Request:
Make an exact copy of the records, dropping all pictures.
***** Data supplied *****
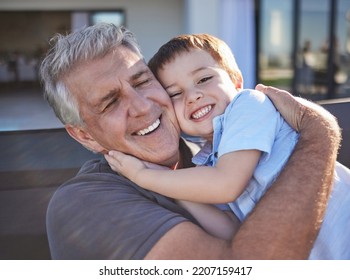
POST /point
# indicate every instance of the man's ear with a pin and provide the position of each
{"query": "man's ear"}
(84, 138)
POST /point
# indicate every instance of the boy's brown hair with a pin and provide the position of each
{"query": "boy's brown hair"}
(217, 48)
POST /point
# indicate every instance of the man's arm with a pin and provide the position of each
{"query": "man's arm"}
(286, 221)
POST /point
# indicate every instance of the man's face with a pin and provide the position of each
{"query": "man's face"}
(124, 108)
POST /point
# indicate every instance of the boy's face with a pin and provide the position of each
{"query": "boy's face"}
(199, 89)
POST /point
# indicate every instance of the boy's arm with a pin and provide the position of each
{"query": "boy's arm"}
(219, 184)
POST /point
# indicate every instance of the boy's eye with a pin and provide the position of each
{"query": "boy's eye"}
(174, 94)
(203, 80)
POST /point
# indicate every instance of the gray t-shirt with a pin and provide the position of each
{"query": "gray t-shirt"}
(101, 215)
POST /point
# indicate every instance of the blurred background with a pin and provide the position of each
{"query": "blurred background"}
(299, 45)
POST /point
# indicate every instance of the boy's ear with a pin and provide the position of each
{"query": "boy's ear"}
(239, 83)
(83, 137)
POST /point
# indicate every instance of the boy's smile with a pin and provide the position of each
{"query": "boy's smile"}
(199, 88)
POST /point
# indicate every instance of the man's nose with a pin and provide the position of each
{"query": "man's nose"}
(138, 104)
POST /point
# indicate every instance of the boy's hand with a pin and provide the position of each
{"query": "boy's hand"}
(126, 165)
(129, 166)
*****
Solution to this task:
POST /point
# indicate every instance of the man's ear with a pin and provide the position of each
{"query": "man's ear"}
(84, 138)
POST /point
# indicate every instance of the boy's brown hair with a pin and provide the position of each
{"query": "boy's brown hair"}
(217, 48)
POST /point
# indicate every instance of the man's arm with a pin and provide the position of each
{"query": "man's arm"}
(286, 221)
POST /point
# indicate every instance of the man's face with a pin and provide the position of each
{"query": "man's face"}
(124, 108)
POST /point
# indicate every instance of the boy's face with a pin and provide the position of each
{"query": "boy's face"}
(199, 89)
POST /point
# indicate every instance of the boy's arm with a pin and provide the position of each
{"query": "boy's arm"}
(219, 184)
POST /point
# indicate every instance of the boy's eye with a pin and provide the position of each
{"query": "boy's eye"}
(174, 94)
(203, 80)
POST /point
# indicate every instance of the gray t-shirt with a pin and provide the position of each
{"query": "gray t-shirt"}
(101, 215)
POST /point
# indicate every instance of the blurred background with a pin and provide the position of each
{"query": "blurred background"}
(299, 45)
POST /point
# indicate every instance of the boy's ear with a pin and provide the position of each
{"query": "boy's ear"}
(239, 83)
(83, 137)
POST /point
# indicate every instance of the boy's smile with a pin and provide the position of each
{"query": "boy's smile"}
(199, 88)
POST /point
# indicate every instance of the man's nose with a pin and provide the position of each
{"query": "man's nose"}
(138, 104)
POST /point
# indicate every instance of the boy's hand with a pin and provide the position of each
{"query": "boy's hand"}
(126, 165)
(129, 166)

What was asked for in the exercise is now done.